Stored data entries

* * *

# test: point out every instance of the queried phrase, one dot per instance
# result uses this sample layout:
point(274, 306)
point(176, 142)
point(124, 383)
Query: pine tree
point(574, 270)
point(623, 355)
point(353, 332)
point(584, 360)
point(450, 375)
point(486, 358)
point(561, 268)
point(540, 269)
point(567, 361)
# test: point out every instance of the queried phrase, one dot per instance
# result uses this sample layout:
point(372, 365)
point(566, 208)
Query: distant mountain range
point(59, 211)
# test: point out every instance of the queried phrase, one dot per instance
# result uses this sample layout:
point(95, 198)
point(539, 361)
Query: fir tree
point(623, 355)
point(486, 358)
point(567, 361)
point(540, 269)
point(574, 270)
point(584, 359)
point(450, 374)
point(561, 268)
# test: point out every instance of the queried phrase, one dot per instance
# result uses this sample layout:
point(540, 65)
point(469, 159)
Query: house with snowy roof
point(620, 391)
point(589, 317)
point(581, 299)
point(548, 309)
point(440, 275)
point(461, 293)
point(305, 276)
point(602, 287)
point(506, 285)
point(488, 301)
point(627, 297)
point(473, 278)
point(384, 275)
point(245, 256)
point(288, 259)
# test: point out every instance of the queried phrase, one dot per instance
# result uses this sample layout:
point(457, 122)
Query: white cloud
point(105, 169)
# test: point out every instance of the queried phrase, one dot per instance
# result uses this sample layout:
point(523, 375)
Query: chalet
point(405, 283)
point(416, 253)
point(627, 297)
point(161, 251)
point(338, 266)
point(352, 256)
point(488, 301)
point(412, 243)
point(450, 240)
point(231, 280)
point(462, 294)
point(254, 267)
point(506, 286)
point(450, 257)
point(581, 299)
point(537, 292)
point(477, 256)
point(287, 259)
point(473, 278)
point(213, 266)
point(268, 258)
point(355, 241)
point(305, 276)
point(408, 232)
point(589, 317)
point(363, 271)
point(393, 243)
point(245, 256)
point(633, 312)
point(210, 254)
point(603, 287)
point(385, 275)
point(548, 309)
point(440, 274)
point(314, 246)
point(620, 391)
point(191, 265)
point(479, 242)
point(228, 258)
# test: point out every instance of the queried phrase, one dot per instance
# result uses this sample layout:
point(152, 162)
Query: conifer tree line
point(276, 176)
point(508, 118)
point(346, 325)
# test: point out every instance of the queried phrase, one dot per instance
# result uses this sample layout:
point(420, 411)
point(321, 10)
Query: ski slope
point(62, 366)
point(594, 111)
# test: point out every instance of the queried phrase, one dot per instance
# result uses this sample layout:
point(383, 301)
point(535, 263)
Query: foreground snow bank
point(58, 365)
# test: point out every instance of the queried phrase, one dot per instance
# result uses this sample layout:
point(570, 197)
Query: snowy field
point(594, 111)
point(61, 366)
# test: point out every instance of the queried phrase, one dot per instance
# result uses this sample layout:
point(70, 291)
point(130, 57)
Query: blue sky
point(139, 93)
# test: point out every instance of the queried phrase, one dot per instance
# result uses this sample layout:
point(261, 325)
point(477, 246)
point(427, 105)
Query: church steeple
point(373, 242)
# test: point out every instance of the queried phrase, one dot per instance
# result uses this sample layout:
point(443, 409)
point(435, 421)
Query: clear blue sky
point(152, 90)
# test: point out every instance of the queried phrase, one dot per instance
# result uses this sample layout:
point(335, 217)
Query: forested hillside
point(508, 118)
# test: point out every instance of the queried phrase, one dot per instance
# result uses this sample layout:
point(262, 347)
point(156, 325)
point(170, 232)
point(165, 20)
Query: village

* * *

PROBLEM DESCRIPTION: In the data above, which lines lie between the line with "point(124, 383)" and the line with "point(95, 198)", inclusive? Print those lines exactly and nothing else.

RESULT FOR THIS EXERCISE:
point(124, 383)
Query: pine tree
point(574, 270)
point(623, 355)
point(353, 332)
point(584, 360)
point(450, 375)
point(486, 358)
point(561, 268)
point(540, 269)
point(567, 361)
# test: point out every instance of the queried phrase, one dot per instance
# result uses this sample layout:
point(372, 365)
point(566, 208)
Query: distant mountain range
point(59, 211)
# test: point out every instance of the queried phrase, one dot per instance
# result uses this sample layout:
point(95, 198)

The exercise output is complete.